▶ TEKS KUTIPAN
***

Adab Seorang Santri

Laduni.ID, Jakarta – Sebagai orang yang sedang menuntut ilmu, santri diwajibkan untuk menjaga diri dari segala hal yang membuat Allah murka yang menyebabkan diangkatnya ilmu dari dirinya. Keberkahan dan kebermanfaatan ilmu yang didapat tergantung seberapa besar ia menjaga adab sebagai seorang santri, dalam Muqaddimah Majmu’ Syarah Al-Muhadzab disebutkan beberapa hal yang menjadi adab seorang santri.

Fokus Menggapai Ridha Allah SWT

Tidak untuk mendapatkan perkara duniawi, seperti kekayaan, jabatan, ketenaran, atau tujuannya hanya ingin mengungguli teman sekelasnya. Disinilah pentingnya untuk terus memperbaharui dan menata niat setiap saat, karena lautan tidak selalu tenang, terkadang angin merubah arah haluan.

Dalam hal ini Imam Asy-Syafi’i memberikan teladan dalam ucapan beliau, “Saya ingin, semua orang yang belajar ilmu ini untuk tidak menisbatkan satu huruf pun kepada saya”.

Bersikap Baik

Menjaga perilakunya dengan senantiasa bersikap dengan sikap yang baik. Mulai dari hal yang mudah, dengan memperlihatkan wajah yang ramah, ringan tangan dalam membantu teman seperjuangan, bersabar atas perilaku yang kurang menyenangkan, dan mengurangi banyak bercanda.

***

▶ DATA TERSIMPAN
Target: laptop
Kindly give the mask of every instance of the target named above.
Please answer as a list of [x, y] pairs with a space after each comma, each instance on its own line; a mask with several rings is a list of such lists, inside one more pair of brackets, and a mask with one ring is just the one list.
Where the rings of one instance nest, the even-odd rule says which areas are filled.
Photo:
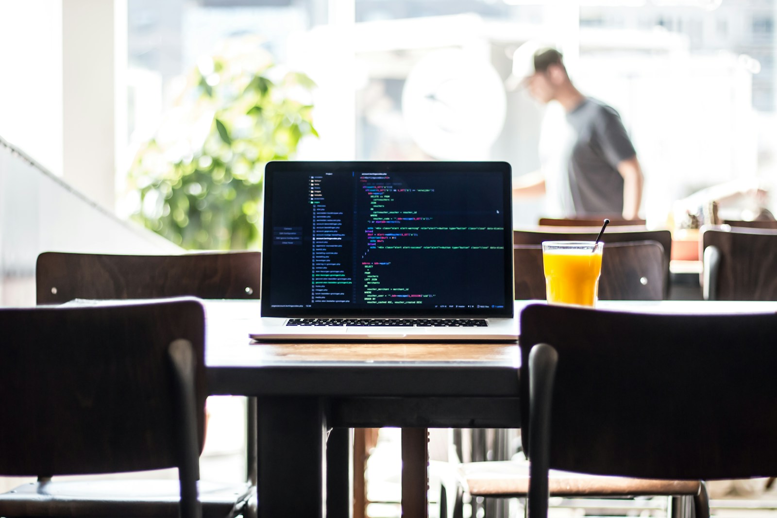
[[273, 162], [267, 340], [514, 341], [510, 165]]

***

▶ INSTRUKSI 1
Ambil bagian teks tentang adab santri secara persis, mulai dari "Fokus Menggapai Ridha" dan berakhir pada "mengurangi banyak bercanda.".
▶ INSTRUKSI 2
Jawablah pertanyaan berikut berdasarkan teks tentang adab santri.
(a) Dari kitab apa beberapa hal yang menjadi adab seorang santri disebutkan?
(b) Siapa yang memberikan teladan dengan ucapan agar orang yang belajar ilmu tidak menisbatkan satu huruf pun kepadanya?
(c) Apa yang dianjurkan mengenai bercanda pada bagian "Bersikap Baik"?

▶ JAWABAN LENGKAP 1
Fokus Menggapai Ridha Allah SWT

Tidak untuk mendapatkan perkara duniawi, seperti kekayaan, jabatan, ketenaran, atau tujuannya hanya ingin mengungguli teman sekelasnya. Disinilah pentingnya untuk terus memperbaharui dan menata niat setiap saat, karena lautan tidak selalu tenang, terkadang angin merubah arah haluan.

Dalam hal ini Imam Asy-Syafi’i memberikan teladan dalam ucapan beliau, “Saya ingin, semua orang yang belajar ilmu ini untuk tidak menisbatkan satu huruf pun kepada saya”.

Bersikap Baik

Menjaga perilakunya dengan senantiasa bersikap dengan sikap yang baik. Mulai dari hal yang mudah, dengan memperlihatkan wajah yang ramah, ringan tangan dalam membantu teman seperjuangan, bersabar atas perilaku yang kurang menyenangkan, dan mengurangi banyak bercanda.

▶ JAWABAN LENGKAP 2
(a) Dari Muqaddimah Majmu’ Syarah Al-Muhadzab.
(b) Imam Asy-Syafi’i.
(c) Santri dianjurkan mengurangi banyak bercanda.